Mientras tanto, el pájaro se acercó sin miedo hacia nosotros. A medio camino se detuvo, y con su pico levantó lo que pareció ser un trozo de galleta que alguien dejó caer. Casi de inmediato, tres pájaros más llegaron al lugar — todos de diferente especie. Nos quedamos en silencio, admirando los diferentes plumajes y sus colores despampanantes, pero fuimos sorprendidos aún más por lo que pasó a continuación.
El pájaro negro, con la galleta en el pico, comenzó a golpear la galleta contra una roca. Cada golpe desprendía pequeños trozos de galleta, los cuales eran recogidos por los otros pájaros de una manera extrañamente civilizada. La naturaleza suele ser cruel y despiadada, pero me di cuenta de que nada es absoluto en esta vida, solo basta poner un poco de atención para dejar que te sorprenda con escenas como esta. Una pizca de bondad en un mundo despiadado, protagonizada por un pájaro negro y sus tres amigos.
Seguimos sentados comentando la escena de los pájaros cuando, de repente, Paola miró hacia mis pies y me dijo en voz bien baja:— No…te…muevas…un…centímetro — Me quedé congelado, esperando sentir la mordida de algún animal desconocido en mi pierna en cualquier momento. Entonces, bajé la mirada y vi una tortuga que caminaba entre mis piernas, en dirección hacia un lugar desconocido, a un paso lento pero seguro.
Más adelante, siguiendo el sendero, una mariposa azul se cruzó por delante de nosotros. Paola se detuvo para sacarle una foto y extendió su mano. Para mi sorpresa, la mariposa azul levantó vuelo desde la enorme hoja donde se había posado y lentamente voló hacia ella. Yo quedé boquiabierto — Magia en un martes cualquiera — me dije a mi mismo.
Una caminata por un jardín botánico en medio de una ciudad de tres millones de habitantes, la brisa de aire fresco y un poco de ardillas, pájaros, mariposas y tortugas, me llevaron hacia un lugar especial guardado en mi memoria. Un lugar entre el guayabo y el bosque de eucaliptos: el bosque Esteban, como solía llamarlo mi abuelita. El guayabo se encontraba en el jardín de atrás de la casa principal de la finca. La generosidad de la tierra en ese valle de la sierra ecuatoriana era tal, que en épocas de cosecha no alcanzábamos a llevarnos todas las frutas de vuelta a casa. La fruta sobrante maduraba y caía al pie de los arboles. Las guayabas se descomponían y desprendían un agradable aroma ácido y fresco, que perfumaba nuestras tardes y que se incrustó en lo más profundo de mi memoria olfativa.
Por aquel entonces, aprendí la virtud del aburrimiento. Por fortuna aún no existía la tecnología invasiva de hoy — en casa sí teníamos computadora y unos años después el internet, pero salir de la ciudad significaba indudablemente tener contacto con los árboles, los pájaros y el río. El aburrimiento, después de todo, da rienda suelta a la creatividad. Y así fue que en esas tardes junto a los abuelos, cuando ellos se sentaban a leer, me aventuraba hacia las quebradas y los cultivos de maíz y papas para jugar. ¿Qué jugaba? sinceramente no me acuerdo, pero ahora entiendo que ese no era el punto.

**TAREAS A REALIZAR:**
- a) Extrae del texto dado, tal cual aparece, el fragmento que empieza en las palabras "Una caminata por" y termina después de "mi memoria olfativa.".
- b) Contesta según el texto dado:
(i) ¿Cuántos pájaros más llegaron al lugar después de que el primero levantara el trozo de galleta?
(ii) ¿De qué color era la mariposa que se cruzó por delante en el sendero?
(iii) ¿Qué nombre le daba la abuelita al lugar entre el guayabo y el bosque de eucaliptos?
Los registros no tienen nada que ver con esto.

**Entradas guardadas:**

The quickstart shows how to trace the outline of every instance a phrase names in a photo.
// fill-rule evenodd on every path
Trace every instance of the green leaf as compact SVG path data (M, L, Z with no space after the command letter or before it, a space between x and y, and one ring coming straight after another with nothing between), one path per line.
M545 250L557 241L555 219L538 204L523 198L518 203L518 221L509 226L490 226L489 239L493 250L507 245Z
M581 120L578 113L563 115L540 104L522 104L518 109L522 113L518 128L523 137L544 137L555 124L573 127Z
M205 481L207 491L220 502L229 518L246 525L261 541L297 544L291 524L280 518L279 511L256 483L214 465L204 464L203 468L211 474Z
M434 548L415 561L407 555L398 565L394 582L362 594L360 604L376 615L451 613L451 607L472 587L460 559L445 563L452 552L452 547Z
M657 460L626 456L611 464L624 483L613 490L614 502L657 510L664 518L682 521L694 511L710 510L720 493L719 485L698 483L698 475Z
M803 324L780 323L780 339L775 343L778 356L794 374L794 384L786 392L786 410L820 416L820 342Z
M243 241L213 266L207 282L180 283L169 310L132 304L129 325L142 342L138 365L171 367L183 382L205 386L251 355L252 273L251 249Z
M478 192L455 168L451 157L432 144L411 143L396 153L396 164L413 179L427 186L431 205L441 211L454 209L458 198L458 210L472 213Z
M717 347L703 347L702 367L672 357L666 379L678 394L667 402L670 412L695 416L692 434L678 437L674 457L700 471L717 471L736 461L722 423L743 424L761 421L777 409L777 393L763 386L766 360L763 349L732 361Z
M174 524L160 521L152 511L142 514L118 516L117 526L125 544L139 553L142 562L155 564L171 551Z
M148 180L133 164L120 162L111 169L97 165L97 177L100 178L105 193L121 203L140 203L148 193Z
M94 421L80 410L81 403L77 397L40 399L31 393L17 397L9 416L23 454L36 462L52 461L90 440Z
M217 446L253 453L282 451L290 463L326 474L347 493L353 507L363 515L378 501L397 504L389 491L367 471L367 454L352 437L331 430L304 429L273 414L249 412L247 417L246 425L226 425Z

**RESULTADOS ESPERADOS:**
- a)
Una caminata por un jardín botánico en medio de una ciudad de tres millones de habitantes, la brisa de aire fresco y un poco de ardillas, pájaros, mariposas y tortugas, me llevaron hacia un lugar especial guardado en mi memoria. Un lugar entre el guayabo y el bosque de eucaliptos: el bosque Esteban, como solía llamarlo mi abuelita. El guayabo se encontraba en el jardín de atrás de la casa principal de la finca. La generosidad de la tierra en ese valle de la sierra ecuatoriana era tal, que en épocas de cosecha no alcanzábamos a llevarnos todas las frutas de vuelta a casa. La fruta sobrante maduraba y caía al pie de los arboles. Las guayabas se descomponían y desprendían un agradable aroma ácido y fresco, que perfumaba nuestras tardes y que se incrustó en lo más profundo de mi memoria olfativa.

- b)
(i) Tres.
(ii) Azul.
(iii) El bosque Esteban.